Records from an annotation dataset
# # # #

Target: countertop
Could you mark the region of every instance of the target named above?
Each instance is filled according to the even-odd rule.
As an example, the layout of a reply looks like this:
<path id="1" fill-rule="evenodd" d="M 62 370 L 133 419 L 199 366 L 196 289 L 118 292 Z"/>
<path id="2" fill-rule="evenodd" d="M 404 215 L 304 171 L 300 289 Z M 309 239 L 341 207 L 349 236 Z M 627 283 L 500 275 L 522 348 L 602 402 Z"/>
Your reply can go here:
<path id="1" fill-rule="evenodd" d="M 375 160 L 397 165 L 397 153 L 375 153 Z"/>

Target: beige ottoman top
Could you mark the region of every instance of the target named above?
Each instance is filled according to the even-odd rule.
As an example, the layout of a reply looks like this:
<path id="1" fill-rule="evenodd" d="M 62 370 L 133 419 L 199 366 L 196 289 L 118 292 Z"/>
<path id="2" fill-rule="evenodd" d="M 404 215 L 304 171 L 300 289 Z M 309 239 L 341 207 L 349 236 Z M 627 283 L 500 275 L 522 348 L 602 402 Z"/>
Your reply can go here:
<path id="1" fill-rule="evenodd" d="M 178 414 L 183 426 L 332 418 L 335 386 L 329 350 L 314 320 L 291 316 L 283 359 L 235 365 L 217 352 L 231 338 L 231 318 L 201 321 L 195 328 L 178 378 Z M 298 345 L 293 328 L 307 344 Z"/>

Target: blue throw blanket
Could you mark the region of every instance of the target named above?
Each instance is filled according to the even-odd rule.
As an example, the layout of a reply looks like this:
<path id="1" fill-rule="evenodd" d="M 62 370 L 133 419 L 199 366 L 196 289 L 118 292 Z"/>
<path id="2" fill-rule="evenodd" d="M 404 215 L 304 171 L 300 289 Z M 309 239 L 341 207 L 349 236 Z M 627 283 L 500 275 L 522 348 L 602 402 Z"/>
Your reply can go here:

# # # #

= STATED TASK =
Write out every line of the listing above, word for word.

= SOLUTION TO THIS TASK =
Target: countertop
Could you mark the region of every instance of the target named above?
Each instance is filled according to the even-odd rule.
As an example, the layout of a reply looks like this:
<path id="1" fill-rule="evenodd" d="M 62 370 L 133 419 L 199 366 L 196 289 L 118 292 Z"/>
<path id="2" fill-rule="evenodd" d="M 404 215 L 304 171 L 300 289 Z M 309 239 L 341 207 L 349 236 Z M 627 283 L 500 275 L 522 348 L 602 402 Z"/>
Your reply can go here:
<path id="1" fill-rule="evenodd" d="M 375 160 L 397 165 L 397 153 L 375 153 Z"/>

Target: beige ottoman top
Could you mark the region of every instance of the target named above?
Each instance is filled according to the even-odd rule.
As an example, the layout of a reply looks like this:
<path id="1" fill-rule="evenodd" d="M 62 370 L 133 419 L 199 366 L 196 289 L 118 292 Z"/>
<path id="2" fill-rule="evenodd" d="M 404 215 L 304 171 L 300 289 Z M 309 239 L 341 207 L 349 236 Z M 627 283 L 500 275 L 522 348 L 602 402 Z"/>
Your reply can go here:
<path id="1" fill-rule="evenodd" d="M 178 414 L 183 426 L 332 418 L 335 386 L 329 350 L 314 320 L 291 316 L 283 359 L 235 365 L 217 352 L 231 338 L 231 318 L 201 321 L 195 328 L 178 378 Z M 298 345 L 293 328 L 307 344 Z"/>

Target: blue throw blanket
Could you mark the region of every instance of the target named above?
Each instance is filled according to the even-odd rule.
As an example, the layout of a reply looks like this:
<path id="1" fill-rule="evenodd" d="M 62 370 L 133 419 L 199 366 L 196 289 L 118 292 Z"/>
<path id="2" fill-rule="evenodd" d="M 404 215 L 304 171 L 300 289 Z M 309 239 L 341 207 L 349 236 Z M 627 283 L 500 275 L 522 348 L 602 402 Z"/>
Your reply can go here:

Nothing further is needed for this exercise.